— begin Task material —
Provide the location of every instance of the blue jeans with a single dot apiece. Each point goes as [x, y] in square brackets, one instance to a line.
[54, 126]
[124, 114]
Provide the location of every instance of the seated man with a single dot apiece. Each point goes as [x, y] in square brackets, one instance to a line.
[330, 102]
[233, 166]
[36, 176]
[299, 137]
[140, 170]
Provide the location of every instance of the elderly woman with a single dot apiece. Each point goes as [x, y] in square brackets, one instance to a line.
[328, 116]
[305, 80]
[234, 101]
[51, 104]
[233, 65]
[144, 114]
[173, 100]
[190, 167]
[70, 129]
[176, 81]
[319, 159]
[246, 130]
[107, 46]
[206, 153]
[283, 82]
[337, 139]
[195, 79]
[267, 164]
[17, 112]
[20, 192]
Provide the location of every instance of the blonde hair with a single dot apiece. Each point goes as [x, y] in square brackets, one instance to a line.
— end Task material —
— begin Task material —
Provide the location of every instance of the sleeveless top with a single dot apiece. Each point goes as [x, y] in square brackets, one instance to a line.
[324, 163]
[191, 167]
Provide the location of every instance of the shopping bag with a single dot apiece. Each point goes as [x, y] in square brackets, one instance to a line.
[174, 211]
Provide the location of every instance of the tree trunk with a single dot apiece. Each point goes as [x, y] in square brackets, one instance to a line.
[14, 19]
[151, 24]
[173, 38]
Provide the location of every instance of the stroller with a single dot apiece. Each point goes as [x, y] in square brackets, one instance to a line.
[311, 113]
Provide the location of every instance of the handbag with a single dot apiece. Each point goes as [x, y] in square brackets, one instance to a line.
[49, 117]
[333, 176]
— end Task material —
Aim of the exercise – Locate each row above that contains the string "square", treating uppercase and lowercase as distinct, and copy every such row in full.

Reply –
Provide the location of every instance of the blue jeans with a single dot apiece. Each point goes as [x, y] in square brackets, one instance to a line.
Provide the location of every instance of the seated man with a single dot apiece. Each point goes as [x, y] in square brackets, one instance to a line.
Provide the location of every instance of the elderly woman with a single dot apiece. Each point goes as [x, y] in square brackets, one instance to a line.
Provide the location of every instance of the blonde hair with a single dot apiece. Each point goes as [x, y] in square brackets, one instance to a line.
Provide the location of every instance of the sleeveless top with a single dot apiece. Each point goes as [x, y] in square brackets, one instance to a line.
Provide the location of every instance of the shopping bag with a single dot apiece. Each point goes as [x, y] in square brackets, one instance to a line.
Provide the location of every instance of the tree trunk with a single dot apiece. Each point goes as [x, y] in square brackets, one instance to a line.
Provide the location of every instance of the stroller with a single dot apiece. Each point goes as [x, y] in square brackets, one instance to a line.
Provide the location of every instance of the handbag with a single dot apiece. Each point goes as [x, y] in square brackets, one instance to a line.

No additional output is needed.